[Stored records]
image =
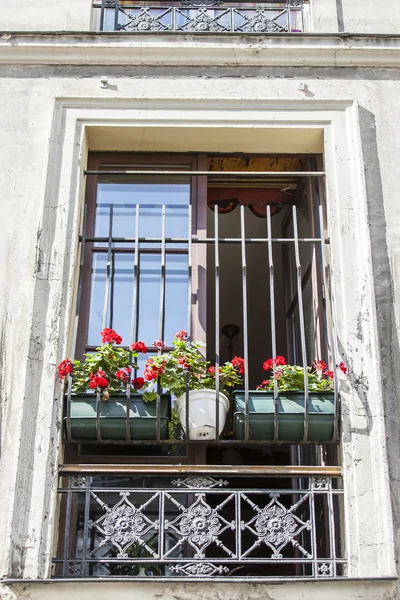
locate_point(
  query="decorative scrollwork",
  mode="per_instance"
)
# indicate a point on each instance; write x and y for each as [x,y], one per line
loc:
[275,526]
[124,524]
[200,525]
[77,481]
[145,21]
[320,483]
[199,569]
[260,23]
[199,482]
[198,3]
[204,20]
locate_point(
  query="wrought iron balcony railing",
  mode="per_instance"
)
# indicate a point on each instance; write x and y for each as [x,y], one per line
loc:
[199,16]
[201,526]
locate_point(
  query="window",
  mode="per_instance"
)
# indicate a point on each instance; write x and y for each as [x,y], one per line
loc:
[231,248]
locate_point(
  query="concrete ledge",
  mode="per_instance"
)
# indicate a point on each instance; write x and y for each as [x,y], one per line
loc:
[174,49]
[367,589]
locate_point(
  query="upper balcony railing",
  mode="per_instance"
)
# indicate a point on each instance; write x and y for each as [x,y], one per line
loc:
[202,16]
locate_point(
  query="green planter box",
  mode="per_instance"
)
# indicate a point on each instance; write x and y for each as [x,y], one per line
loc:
[142,417]
[290,416]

◆ Task directions: Filter the rows above, keeping only the lines that contain the string "balcony".

◆ Written solution:
  query="wrought iron balcony railing",
  query="upper balcony railing",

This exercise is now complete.